I sindaci e i politici che hanno governato la Lessinia negli ultimi 30 anni sono i veri responsabili del degrado ambientale, sociale ed economico della Lessinia.

Ora questi stessi politici tentano di addossare la colpa di tutti i loro problemi alle limitazioni imposte dal Parco, che in realtà sono servite a salvare il poco di buono che c'è ancora in Lessinia. Tutti gli esperti concordano sulla necessità di alzare il livello qualitativo dei sistemi di allevamento, delle produzioni casearie, dell'offerta turistica, della promozione, della comunicazione, dell'interazione fra le diverse realtà sociali ed economiche presenti sul territorio, ma questa classe politica è sorda ad ogni sollecitazione.
====================
**COMPITO A**
Ricopia parola per parola le righe dell'elenco, dalla riga che contiene "The function indicates a point for each instance of the cumulus" fino alla fine dell'elenco, comprese entrambe le estremità.
Il testo e l'elenco sono materiali distinti tra loro.
====================
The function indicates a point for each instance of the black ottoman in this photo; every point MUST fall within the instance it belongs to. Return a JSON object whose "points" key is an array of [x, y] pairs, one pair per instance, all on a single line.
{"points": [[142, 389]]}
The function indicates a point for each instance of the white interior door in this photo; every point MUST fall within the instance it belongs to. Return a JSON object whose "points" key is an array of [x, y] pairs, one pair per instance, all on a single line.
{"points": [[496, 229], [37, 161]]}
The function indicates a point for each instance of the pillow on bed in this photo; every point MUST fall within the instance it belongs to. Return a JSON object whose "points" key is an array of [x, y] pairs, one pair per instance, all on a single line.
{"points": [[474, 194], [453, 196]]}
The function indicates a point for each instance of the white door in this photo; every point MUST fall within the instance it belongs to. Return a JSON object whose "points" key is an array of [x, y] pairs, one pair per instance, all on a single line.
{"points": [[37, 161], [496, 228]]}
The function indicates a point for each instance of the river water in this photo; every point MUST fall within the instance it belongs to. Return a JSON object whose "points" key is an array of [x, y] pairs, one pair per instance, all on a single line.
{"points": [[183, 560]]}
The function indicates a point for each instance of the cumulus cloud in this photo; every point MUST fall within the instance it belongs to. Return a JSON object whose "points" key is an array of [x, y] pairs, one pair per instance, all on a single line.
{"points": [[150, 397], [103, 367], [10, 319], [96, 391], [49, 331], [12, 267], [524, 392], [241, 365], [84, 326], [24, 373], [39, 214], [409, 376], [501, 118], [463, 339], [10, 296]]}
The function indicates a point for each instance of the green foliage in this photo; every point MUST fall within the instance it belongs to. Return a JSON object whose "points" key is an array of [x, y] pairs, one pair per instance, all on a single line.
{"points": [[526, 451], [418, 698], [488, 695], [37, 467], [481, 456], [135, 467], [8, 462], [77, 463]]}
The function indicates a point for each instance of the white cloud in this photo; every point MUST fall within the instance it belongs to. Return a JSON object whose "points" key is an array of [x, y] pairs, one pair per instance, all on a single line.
====================
**COMPITO B**
Secondo il testo, chi sono i veri responsabili del degrado ambientale, sociale ed economico della Lessinia?

**RISULTATO FINALE A**
The function indicates a point for each instance of the cumulus cloud in this photo; every point MUST fall within the instance it belongs to. Return a JSON object whose "points" key is an array of [x, y] pairs, one pair per instance, all on a single line.
{"points": [[150, 397], [103, 367], [10, 319], [96, 391], [49, 331], [12, 267], [524, 392], [241, 365], [84, 326], [24, 373], [39, 214], [409, 376], [501, 118], [463, 339], [10, 296]]}
The function indicates a point for each instance of the green foliage in this photo; every point MUST fall within the instance it belongs to. Return a JSON object whose "points" key is an array of [x, y] pairs, one pair per instance, all on a single line.
{"points": [[526, 451], [418, 698], [488, 695], [37, 467], [481, 456], [135, 467], [8, 462], [77, 463]]}
The function indicates a point for each instance of the white cloud in this photo; every point MUST fall within the instance it belongs to. Return a JSON object whose "points" key is an array of [x, y] pairs, one pair per instance, all on a single line.

**RISULTATO FINALE B**
I sindaci e i politici che hanno governato la Lessinia negli ultimi 30 anni.